* [Selected text]
UNITED STATES OF AMERICA, DEFENDANT.
FOURTH INVESTMENT LP, PLAINTIFF,
v.
UNITED STATES OF AMERICA, DEFENDANT.



The opinion of the court was delivered by: Honorable Barry Ted MoskowitzUnited States District Judge

FINDINGS OF FACT ANDCONCLUSIONS OF LAW

Plaintiffs have filed the above-captioned quiet-title actions to remove federal tax liens on real property at 3207 McCall Street, San Diego, CA 92106 ("McCall property") and on a 12.5% interest in real property at 1280 Fourth Avenue, San Diego, CA 92101 ("Fourth property"). These tax liens identify Plaintiff Leeds, L.P., ("Leeds"), the purported owner of the McCall property, and Fourth Investment, L.P., ("Fourth"), the purported owner of the Fourth property, as nominees/alter egos of Susanne C. Ballantyne.

Plaintiffs contend that tax liens encumbering Susanne and, her husband, Don Ballantynes' property do not encumber the McCall and Fourth property. The United States argues that the federal tax liens at issue did attach to the McCall and Fourth properties at the time they arose and remain attached to the properties.

Having considered the testimony and evidence introduced at trial, oral argument, the pre and post- trial briefs, and all other filings that are a part of the trial record, in accordance with Fed. R. Civ. P. 52(a), the Court hereby issues the following findings of fact and conclusions of law.

I. FINDINGS OF FACT

A. Introduction

In the course of fifteen days of trial, the Court was presented with an abundance of evidence that, for years, Don and Susanne Ballantyne engaged in a complex scheme to frustrate IRS attempts to collect on the Ballantynes' multi-million dollar federal tax liability. The Court heard evidence describing more than thirteen entities used by the Ballantynes to hold their assets, including Leeds LP, Fourth Investment LP, Rhodes Investment Corporation, B&B Business Services, Inc., TPH Investment LP, New Horizon Lighting LLC, Eastman Investment, Fremont Corporation, Snow Valley Holdings, Inc., Hemet C. LP, Fulton 162 LP, Sonora Investment LP, and Mountain Living, Inc. Although Plaintiffs take the position that each of these entities is a legitimate business, operating independently from the Ballantynes, the Court finds to the contrary. Each of the entities cited above (and virtually all other entities referenced at trial) was owned and controlled by the Ballantynes, their children, their children's trusts, and/or Ms. Ballantyne's brother, Ed Cramer. The Court heard no evidence that these entities engaged in any true independent business activity. Instead, during the time periods relevant at trial, nearly all of these entities' primary function appeared to be to hold the Ballantynes' assets and/or to create additional entities to be used to hold the Ballantynes' assets, in order to defeat collection efforts by the IRS and other potential creditors.

* [Objective 1] From the court opinion, extract the part that opens with the words containing "FINDINGS OF FACT ANDCONCLUSIONS" and closes with "to the properties.", copying it word for word.
* [Objective 2] Does the court opinion agree with each of these statements? (a) The McCall property is located on McCall Street in San Diego. (b) The trial lasted twelve days. (c) The Court found that the entities operated independently from the Ballantynes. Answer yes or no for each, quoting the deciding words of the court opinion.
The listing that comes next has no connection to the court opinion.

* [Extracted records]
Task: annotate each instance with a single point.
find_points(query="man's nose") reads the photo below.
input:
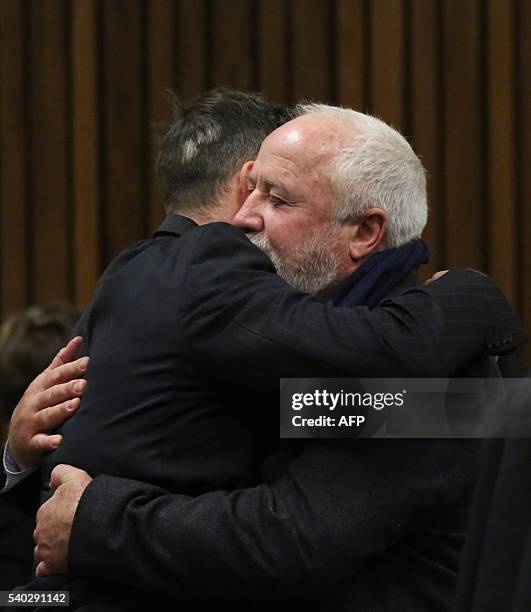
(249, 217)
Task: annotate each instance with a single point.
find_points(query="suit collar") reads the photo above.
(176, 225)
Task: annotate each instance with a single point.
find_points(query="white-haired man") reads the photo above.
(365, 525)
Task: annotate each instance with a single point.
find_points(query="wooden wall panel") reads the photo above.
(125, 125)
(50, 152)
(463, 134)
(83, 82)
(162, 76)
(192, 48)
(501, 167)
(387, 61)
(425, 122)
(312, 65)
(351, 54)
(273, 67)
(14, 144)
(523, 246)
(232, 64)
(86, 193)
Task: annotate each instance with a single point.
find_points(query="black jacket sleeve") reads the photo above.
(299, 538)
(238, 313)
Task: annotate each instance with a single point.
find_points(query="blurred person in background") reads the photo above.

* [Written reply 1]
FINDINGS OF FACT ANDCONCLUSIONS OF LAW

Plaintiffs have filed the above-captioned quiet-title actions to remove federal tax liens on real property at 3207 McCall Street, San Diego, CA 92106 ("McCall property") and on a 12.5% interest in real property at 1280 Fourth Avenue, San Diego, CA 92101 ("Fourth property"). These tax liens identify Plaintiff Leeds, L.P., ("Leeds"), the purported owner of the McCall property, and Fourth Investment, L.P., ("Fourth"), the purported owner of the Fourth property, as nominees/alter egos of Susanne C. Ballantyne.

Plaintiffs contend that tax liens encumbering Susanne and, her husband, Don Ballantynes' property do not encumber the McCall and Fourth property. The United States argues that the federal tax liens at issue did attach to the McCall and Fourth properties at the time they arose and remain attached to the properties.

* [Written reply 2]
(a) Yes: "real property at 3207 McCall Street, San Diego, CA 92106"
(b) No: "In the course of fifteen days of trial"
(c) No: "Although Plaintiffs take the position that each of these entities is a legitimate business, operating independently from the Ballantynes, the Court finds to the contrary."